-- Your task --
Copy the lines below exactly. No picture goes into the copy.

-- Exercise materials --
*** Begin section ***
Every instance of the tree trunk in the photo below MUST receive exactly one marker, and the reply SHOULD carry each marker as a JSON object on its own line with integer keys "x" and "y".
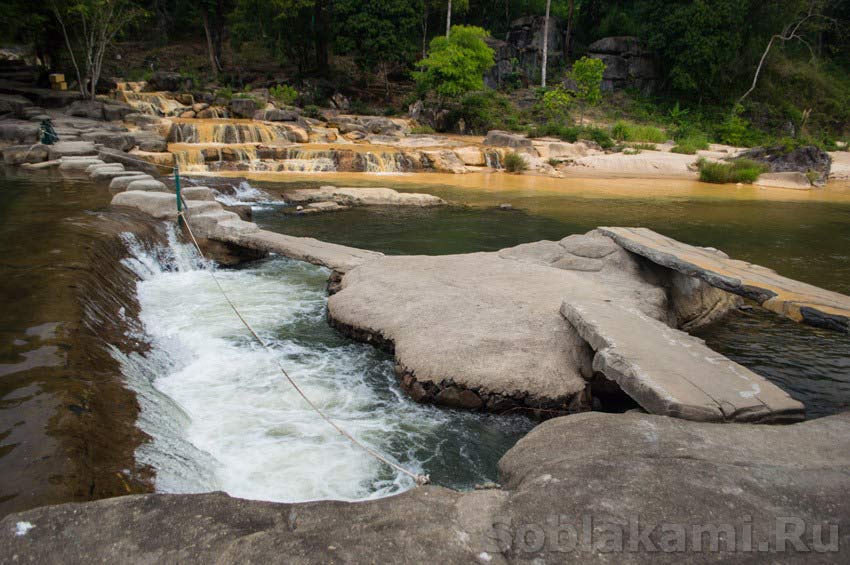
{"x": 545, "y": 45}
{"x": 569, "y": 39}
{"x": 321, "y": 37}
{"x": 210, "y": 43}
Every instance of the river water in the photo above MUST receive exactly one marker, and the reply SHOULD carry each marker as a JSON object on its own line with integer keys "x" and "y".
{"x": 221, "y": 418}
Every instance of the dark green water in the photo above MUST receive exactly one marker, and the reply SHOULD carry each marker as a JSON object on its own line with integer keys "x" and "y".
{"x": 809, "y": 241}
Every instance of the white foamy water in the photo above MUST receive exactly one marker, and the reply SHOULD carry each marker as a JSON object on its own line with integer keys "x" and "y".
{"x": 222, "y": 417}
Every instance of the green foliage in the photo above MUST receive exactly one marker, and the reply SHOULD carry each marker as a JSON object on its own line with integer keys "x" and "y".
{"x": 284, "y": 94}
{"x": 514, "y": 162}
{"x": 587, "y": 76}
{"x": 735, "y": 130}
{"x": 455, "y": 65}
{"x": 624, "y": 131}
{"x": 690, "y": 145}
{"x": 645, "y": 146}
{"x": 422, "y": 130}
{"x": 597, "y": 135}
{"x": 377, "y": 32}
{"x": 485, "y": 110}
{"x": 557, "y": 102}
{"x": 739, "y": 170}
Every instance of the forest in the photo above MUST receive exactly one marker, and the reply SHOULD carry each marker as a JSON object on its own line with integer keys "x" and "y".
{"x": 735, "y": 71}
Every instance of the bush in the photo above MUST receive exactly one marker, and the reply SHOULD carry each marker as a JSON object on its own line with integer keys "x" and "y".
*** End section ***
-- Output of the exercise --
Every instance of the tree trunk in the photo below MUST receive exactly one marker, and the reply SHOULD carry each marker as a JSON object on its own line with integer keys "x" and "y".
{"x": 545, "y": 45}
{"x": 569, "y": 39}
{"x": 321, "y": 37}
{"x": 210, "y": 43}
Every instance of the river water in the photo above MUST receive exactly one marker, and the reply SHOULD carry each marker as a JSON object on its own line with integer keys "x" and "y".
{"x": 221, "y": 418}
Every instance of the dark green water in the photo above MUST receive exactly one marker, and the reply SHOULD carry each marker as a JSON object on its own line with integer keys "x" and "y".
{"x": 809, "y": 241}
Every instance of the white foamy water in the photo above MUST receive exactly one marker, and the reply SHOULD carry each marker as a JSON object on its own line with integer keys "x" and "y".
{"x": 222, "y": 417}
Every instance of the green foliage in the photo above MUST receive exactly one marker, and the reply SHOULD carry each marker as a JSON object on its own line with integer keys "x" and "y".
{"x": 284, "y": 94}
{"x": 514, "y": 162}
{"x": 587, "y": 76}
{"x": 735, "y": 130}
{"x": 455, "y": 65}
{"x": 624, "y": 131}
{"x": 690, "y": 145}
{"x": 645, "y": 146}
{"x": 422, "y": 130}
{"x": 597, "y": 135}
{"x": 377, "y": 32}
{"x": 485, "y": 110}
{"x": 557, "y": 102}
{"x": 739, "y": 170}
Every instance of the forest in the photo above MUST receive exactly one marker, and the reply SHOULD carry each marker as a JSON object on its own line with integer keys "x" and "y".
{"x": 735, "y": 71}
Every instance of the bush in the photo above MUST receive exactly one marker, and the reply SHOULD carry each marker as a JSON object on its own line with integer keys "x" and "y".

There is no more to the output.